** PROMPT **
Express the lines of the material from the line containing "Find the embroidered" through the line containing "pixel 32 201", both included, as a JSON list of strings, one string per line and no blank lines.

** SOURCE RECORDS **
**********

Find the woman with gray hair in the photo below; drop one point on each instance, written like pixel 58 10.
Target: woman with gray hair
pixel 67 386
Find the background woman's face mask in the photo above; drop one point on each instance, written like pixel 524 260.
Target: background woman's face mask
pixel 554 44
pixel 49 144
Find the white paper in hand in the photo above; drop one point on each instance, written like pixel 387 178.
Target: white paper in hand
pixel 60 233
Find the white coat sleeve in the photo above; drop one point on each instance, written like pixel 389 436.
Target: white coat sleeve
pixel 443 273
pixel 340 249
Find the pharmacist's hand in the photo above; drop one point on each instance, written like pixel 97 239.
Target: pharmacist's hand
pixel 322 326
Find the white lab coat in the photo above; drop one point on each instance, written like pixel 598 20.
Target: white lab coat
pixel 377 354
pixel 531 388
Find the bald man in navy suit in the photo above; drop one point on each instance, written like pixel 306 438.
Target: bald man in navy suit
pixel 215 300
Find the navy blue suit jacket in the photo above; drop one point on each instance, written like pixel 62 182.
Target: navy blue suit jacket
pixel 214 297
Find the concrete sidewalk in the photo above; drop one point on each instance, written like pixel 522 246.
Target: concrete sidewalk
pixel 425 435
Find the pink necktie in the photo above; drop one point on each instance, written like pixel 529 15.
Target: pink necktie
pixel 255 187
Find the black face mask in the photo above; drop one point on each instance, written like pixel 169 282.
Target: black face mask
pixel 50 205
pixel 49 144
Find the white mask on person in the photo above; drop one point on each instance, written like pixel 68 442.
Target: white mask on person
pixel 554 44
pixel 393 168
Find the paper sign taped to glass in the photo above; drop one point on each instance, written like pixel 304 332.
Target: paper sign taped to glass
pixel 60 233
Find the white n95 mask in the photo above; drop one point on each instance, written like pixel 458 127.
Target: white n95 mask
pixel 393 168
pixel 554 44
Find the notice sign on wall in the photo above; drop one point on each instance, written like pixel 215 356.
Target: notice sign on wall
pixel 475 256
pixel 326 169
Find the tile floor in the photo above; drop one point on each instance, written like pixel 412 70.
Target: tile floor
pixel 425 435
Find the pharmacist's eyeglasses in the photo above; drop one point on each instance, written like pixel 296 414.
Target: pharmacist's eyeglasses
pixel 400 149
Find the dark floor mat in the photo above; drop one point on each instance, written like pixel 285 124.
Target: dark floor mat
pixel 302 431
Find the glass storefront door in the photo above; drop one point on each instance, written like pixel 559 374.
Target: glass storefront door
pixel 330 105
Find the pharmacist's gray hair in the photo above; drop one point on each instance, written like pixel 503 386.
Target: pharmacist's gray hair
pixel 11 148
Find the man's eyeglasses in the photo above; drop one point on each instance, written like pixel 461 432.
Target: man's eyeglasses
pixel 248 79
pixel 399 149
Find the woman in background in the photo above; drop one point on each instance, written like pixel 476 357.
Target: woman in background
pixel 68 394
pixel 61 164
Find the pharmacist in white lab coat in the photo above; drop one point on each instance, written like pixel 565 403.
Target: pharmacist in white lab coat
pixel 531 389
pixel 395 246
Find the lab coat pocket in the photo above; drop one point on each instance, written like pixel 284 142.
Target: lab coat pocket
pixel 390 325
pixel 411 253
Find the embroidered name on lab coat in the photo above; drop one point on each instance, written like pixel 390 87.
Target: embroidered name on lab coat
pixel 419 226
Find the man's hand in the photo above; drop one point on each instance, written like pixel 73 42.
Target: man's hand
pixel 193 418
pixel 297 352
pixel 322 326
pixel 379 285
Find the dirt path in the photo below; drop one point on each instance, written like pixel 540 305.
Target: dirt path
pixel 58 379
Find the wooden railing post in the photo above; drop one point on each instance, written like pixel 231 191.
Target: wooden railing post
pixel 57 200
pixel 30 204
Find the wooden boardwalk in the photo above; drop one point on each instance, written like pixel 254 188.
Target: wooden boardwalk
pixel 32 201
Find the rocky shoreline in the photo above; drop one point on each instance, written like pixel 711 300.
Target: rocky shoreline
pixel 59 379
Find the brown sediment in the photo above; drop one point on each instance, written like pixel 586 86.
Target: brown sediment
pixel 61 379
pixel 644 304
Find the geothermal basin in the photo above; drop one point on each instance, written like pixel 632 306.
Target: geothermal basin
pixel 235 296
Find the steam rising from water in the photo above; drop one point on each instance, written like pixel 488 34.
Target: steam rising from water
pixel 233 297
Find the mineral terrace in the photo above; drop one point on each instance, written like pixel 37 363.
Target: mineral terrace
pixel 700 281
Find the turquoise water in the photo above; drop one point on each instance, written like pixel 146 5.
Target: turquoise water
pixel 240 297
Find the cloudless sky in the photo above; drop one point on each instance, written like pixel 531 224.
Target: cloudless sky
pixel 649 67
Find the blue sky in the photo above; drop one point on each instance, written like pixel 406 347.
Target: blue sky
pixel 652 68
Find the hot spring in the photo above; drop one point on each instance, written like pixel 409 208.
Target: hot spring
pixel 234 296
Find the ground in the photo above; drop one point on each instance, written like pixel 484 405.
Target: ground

**********

** RESPONSE TO THIS TASK **
[
  "Find the embroidered name on lab coat in the photo above; drop one point on each instance, written like pixel 390 87.",
  "Target: embroidered name on lab coat",
  "pixel 419 226",
  "Find the man's hand in the photo above; drop one point on each instance, written like pixel 73 42.",
  "Target: man's hand",
  "pixel 193 418",
  "pixel 297 352",
  "pixel 322 326",
  "pixel 379 285",
  "Find the dirt path in the photo below; drop one point on each instance, written like pixel 540 305.",
  "Target: dirt path",
  "pixel 58 379",
  "Find the wooden railing post in the photo above; drop one point on each instance, written like pixel 231 191.",
  "Target: wooden railing post",
  "pixel 57 200",
  "pixel 30 204",
  "Find the wooden boardwalk in the photo above; drop one point on each instance, written like pixel 254 188.",
  "Target: wooden boardwalk",
  "pixel 32 201"
]